[Stored records]
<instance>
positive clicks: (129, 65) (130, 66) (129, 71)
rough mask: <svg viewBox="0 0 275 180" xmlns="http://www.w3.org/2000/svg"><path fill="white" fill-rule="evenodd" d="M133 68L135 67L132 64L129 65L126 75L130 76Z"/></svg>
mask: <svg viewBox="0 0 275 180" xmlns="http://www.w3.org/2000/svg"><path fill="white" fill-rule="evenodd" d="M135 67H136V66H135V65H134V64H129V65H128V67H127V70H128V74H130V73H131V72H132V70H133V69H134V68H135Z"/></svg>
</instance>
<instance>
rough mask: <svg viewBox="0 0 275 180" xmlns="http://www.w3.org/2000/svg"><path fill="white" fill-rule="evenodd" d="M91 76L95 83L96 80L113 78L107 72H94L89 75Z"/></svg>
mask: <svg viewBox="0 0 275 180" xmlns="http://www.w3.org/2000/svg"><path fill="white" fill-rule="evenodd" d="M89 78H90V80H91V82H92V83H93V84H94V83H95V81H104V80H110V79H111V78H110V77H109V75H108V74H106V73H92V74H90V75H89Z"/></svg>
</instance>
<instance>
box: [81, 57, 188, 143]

- **WORK INSTRUCTIONS**: Keeping every word and mark as it is, print the entries above.

- **ANSWER BELOW**:
<instance>
positive clicks: (129, 65) (130, 66) (129, 71)
rough mask: <svg viewBox="0 0 275 180" xmlns="http://www.w3.org/2000/svg"><path fill="white" fill-rule="evenodd" d="M133 68L135 67L132 64L129 65L126 75L130 76Z"/></svg>
mask: <svg viewBox="0 0 275 180" xmlns="http://www.w3.org/2000/svg"><path fill="white" fill-rule="evenodd" d="M135 67H136V66H135V65H134V64H129V65H128V67H127V70H128V74H130V73H131V72H132V70H133V69H134V68H135Z"/></svg>
</instance>
<instance>
rough mask: <svg viewBox="0 0 275 180" xmlns="http://www.w3.org/2000/svg"><path fill="white" fill-rule="evenodd" d="M91 76L95 83L96 80L113 78L107 72H94L89 75Z"/></svg>
mask: <svg viewBox="0 0 275 180" xmlns="http://www.w3.org/2000/svg"><path fill="white" fill-rule="evenodd" d="M89 78H90V80H91V82H92V83H93V84H94V83H95V81H104V80H110V79H111V78H110V77H109V75H108V74H106V73H92V74H90V75H89Z"/></svg>
</instance>
<instance>
box: [81, 57, 188, 143]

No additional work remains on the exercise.